• THE TASK: Pick up the article below on training a global workforce and continue it from its final sentence.

• PROVIDED PASSAGE:
A World of Differences: Train and Maintain Your Global Workforce

To improve workforce connections, reduce global turnover and increase efficiency across the organization, localized and globally consistent employee training is necessary. It also can increase the productivity of a successful business.


When companies expand globally, their workforce becomes increasingly diverse, with employees who speak multiple languages and who come from distinct cultures that might have different business priorities and ways of working. These differences can place strains on chief learning officers, who then need to consider new strategies for developing, localizing and deploying learning materials.

The issue is that the needs of these international employees, how they learn and the languages they speak are not universal. In Europe alone, there are 230 living languages — 41 officially recognized by the various governing bodies, and 20 sanctioned by the European Union. In Africa, more than 2,000 languages are spoken. In Asia, the complexities continue. For example, there are 23 official languages in India, and there are seven main dialects and numerous subregional dialects in China.

Language is just one barrier to retention, recall and application. To improve workforce connections, reduce global turnover and increase efficiency across the organization, localized and globally consistent employee training is necessary. It also can increase the productivity of a successful business. CLOs often operate with a small budget, however, and can supply only a limited amount of locally appropriate materials.

Global companies face many challenges when training a global workforce. Areas learning leaders should review to assess the value of a strategic localization program include customized message delivery, collaboration across borders and cultural sensitivity.

The Business Case for Global Training: Just Follow the Business
International business is no longer a footnote on an income statement. In a recent Fortune 500 list, companies reported, on average, more than 42 percent of their revenues and more than 50 percent of their profits from nondomestic customers.

Many things become significantly more difficult when extended over five, 10, 20 or more countries: recruiting and retaining employees, learning, employee development, adherence to mission and values, compensation and performance management, among others.

Imagine the value of a local sales force that could retain and apply the newest product features and address customer pain points with greater consistency. This is a classic ROI metric for training, and the goals for your international programs are the same as those for your domestic efforts.

To achieve those goals with the same degree of confidence and efficiency requires you to provide your multicultural audience with the same level of comfort and accessibility that is available to your domestic teams.

Organizations that develop a consistent strategy for developing, localizing and deploying training materials will see improvements in several key areas:


  • Workforce connection. Distributed employees will have a deeper understanding of corporate goals and the mission, and they will more readily understand their role in reaching those objectives.

    • Reduced global turnover. Better-trained and more-connected employees are more likely to stay with your organization. Reducing turnover can significantly cut recruitment and training costs.

• LISTING:
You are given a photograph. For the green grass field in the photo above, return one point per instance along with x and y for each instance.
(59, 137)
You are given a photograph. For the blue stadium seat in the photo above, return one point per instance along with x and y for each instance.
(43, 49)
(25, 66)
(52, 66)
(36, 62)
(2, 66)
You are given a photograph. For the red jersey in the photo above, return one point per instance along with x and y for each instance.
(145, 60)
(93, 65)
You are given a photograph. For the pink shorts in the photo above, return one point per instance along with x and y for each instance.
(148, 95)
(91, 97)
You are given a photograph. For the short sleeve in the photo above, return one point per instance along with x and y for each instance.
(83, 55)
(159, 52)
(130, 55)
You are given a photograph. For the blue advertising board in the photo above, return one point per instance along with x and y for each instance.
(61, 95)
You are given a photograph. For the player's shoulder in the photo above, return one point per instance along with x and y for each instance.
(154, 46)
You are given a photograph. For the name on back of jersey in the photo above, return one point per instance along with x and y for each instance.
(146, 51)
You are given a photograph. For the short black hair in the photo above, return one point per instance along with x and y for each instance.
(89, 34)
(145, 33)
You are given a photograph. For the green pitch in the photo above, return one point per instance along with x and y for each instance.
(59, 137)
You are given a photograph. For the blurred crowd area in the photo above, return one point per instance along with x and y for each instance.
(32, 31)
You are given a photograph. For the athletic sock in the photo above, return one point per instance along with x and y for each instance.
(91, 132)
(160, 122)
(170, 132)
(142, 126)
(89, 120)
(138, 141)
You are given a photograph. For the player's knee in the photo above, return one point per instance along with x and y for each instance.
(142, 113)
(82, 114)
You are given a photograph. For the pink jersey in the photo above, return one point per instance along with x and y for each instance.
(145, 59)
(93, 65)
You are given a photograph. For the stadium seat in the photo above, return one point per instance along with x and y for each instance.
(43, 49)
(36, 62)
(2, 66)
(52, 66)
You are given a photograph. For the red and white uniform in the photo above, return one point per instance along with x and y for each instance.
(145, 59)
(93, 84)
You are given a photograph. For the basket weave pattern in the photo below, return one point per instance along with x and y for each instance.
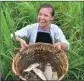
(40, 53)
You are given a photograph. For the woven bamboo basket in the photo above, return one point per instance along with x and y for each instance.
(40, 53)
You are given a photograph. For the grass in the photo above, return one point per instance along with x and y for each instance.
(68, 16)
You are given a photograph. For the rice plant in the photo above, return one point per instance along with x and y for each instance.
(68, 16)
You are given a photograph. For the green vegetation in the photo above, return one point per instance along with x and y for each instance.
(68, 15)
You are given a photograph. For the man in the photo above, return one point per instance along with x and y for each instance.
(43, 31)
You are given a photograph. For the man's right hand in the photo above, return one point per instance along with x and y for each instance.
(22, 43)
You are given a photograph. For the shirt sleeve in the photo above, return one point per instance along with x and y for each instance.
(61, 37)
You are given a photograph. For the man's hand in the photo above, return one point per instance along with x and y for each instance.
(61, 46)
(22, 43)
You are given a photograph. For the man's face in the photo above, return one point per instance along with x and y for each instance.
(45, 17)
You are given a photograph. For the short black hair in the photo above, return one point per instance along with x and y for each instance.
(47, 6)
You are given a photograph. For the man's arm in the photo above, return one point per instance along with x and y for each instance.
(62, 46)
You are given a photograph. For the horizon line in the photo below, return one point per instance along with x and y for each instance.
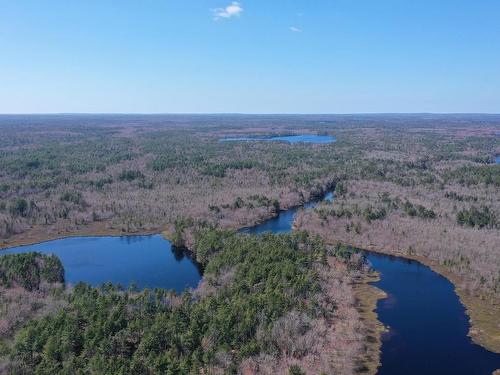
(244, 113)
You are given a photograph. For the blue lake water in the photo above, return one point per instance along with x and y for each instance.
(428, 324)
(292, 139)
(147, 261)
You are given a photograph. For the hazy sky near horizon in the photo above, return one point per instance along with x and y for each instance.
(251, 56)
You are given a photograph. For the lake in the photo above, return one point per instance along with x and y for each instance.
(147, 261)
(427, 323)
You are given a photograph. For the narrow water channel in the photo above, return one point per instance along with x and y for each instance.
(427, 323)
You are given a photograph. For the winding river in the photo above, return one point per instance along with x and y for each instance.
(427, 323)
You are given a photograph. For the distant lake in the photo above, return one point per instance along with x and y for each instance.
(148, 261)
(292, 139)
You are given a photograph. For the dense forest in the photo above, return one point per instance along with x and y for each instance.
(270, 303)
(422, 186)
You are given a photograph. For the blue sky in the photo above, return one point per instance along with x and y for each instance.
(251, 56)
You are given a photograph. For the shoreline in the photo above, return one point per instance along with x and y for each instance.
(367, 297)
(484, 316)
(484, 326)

...

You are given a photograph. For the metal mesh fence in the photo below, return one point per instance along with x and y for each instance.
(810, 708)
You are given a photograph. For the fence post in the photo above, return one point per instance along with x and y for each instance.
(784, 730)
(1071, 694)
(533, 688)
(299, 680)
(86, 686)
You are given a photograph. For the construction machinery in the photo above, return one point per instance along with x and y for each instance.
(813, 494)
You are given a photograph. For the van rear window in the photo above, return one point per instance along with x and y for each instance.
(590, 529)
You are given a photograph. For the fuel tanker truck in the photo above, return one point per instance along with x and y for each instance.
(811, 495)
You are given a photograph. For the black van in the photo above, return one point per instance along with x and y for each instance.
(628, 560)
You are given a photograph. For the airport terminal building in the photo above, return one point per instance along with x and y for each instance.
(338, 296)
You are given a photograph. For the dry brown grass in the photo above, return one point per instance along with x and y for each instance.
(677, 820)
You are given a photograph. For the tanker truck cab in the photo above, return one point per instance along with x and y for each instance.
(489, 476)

* * *

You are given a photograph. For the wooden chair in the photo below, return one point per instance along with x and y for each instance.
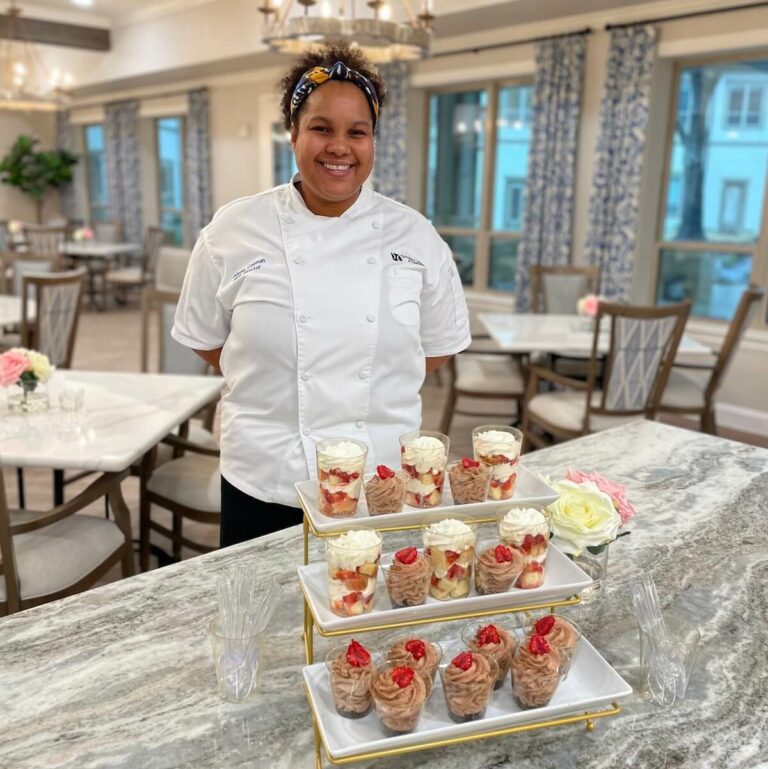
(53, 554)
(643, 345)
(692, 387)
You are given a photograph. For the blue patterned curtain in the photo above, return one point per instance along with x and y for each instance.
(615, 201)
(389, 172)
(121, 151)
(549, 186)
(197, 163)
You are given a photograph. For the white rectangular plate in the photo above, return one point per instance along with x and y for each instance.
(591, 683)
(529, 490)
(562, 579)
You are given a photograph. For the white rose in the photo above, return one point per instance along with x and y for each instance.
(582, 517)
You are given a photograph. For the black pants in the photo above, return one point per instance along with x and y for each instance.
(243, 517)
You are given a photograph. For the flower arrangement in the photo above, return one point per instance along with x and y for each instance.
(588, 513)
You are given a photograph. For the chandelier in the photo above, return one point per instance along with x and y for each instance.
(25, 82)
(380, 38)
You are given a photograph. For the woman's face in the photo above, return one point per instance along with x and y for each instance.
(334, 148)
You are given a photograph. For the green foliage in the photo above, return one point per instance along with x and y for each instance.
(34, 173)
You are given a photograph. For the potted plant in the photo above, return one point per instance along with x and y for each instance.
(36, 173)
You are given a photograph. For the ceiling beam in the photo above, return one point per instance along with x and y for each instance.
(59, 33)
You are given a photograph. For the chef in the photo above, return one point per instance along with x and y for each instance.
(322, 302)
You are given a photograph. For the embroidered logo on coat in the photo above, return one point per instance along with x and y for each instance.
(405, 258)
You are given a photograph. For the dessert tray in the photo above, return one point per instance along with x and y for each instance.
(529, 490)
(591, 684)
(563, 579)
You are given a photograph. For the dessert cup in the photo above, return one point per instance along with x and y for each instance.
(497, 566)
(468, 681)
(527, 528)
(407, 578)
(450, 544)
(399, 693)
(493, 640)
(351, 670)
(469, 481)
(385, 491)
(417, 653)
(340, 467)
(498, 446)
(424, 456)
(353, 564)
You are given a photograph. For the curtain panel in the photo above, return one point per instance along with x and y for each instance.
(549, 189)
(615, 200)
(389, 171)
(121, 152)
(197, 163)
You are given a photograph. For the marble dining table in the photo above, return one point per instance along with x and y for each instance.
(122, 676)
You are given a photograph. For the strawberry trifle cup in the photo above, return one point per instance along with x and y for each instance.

• WRITTEN REPLY:
      • Greater efficiencies. Engaged and well-trained employees are more efficient across many factors, depending on the type of work that is being done. Most organizations can readily identify top- and bottom-line improvements if they were to enhance the efficiencies of their workforce.

        Your ability to create materials for use in other countries is critical because, with proper planning, you can minimize the costs of creating localized versions. The following sections outline some of the barriers to delivering existing training to an international audience. They provide design criteria for future modules that will enable you to design your courses for a global release and minimize costly and time-consuming localization efforts.

        Barriers to Global Training: Language is Just the Beginning
        There might be a variety of languages in use in your company today, and making your training available to speakers in their native tongue will dramatically improve the engagement, retention and application of the instruction. This applies to the language the instructor speaks (whether live or recorded), the language used in the supporting training materials (binders, presentations, workbooks) and the language used in reference materials (books and Web sites).

        Conversely, a course that is delivered by an instructor speaking only English can be enhanced by ensuring the course material and exercises are available in the local language.

        But language is just one element of the overall program that must be considered when introducing courses on a global scale. Consider the impact of the following key areas:


        • Graphics and images. Although powerful, images are not universal. The message they convey and the resulting impact they have are determined by the social context of the local audience. Sports images, for example, are highly regionalized, and the message they are meant to convey can be lost, particularly outside the United States.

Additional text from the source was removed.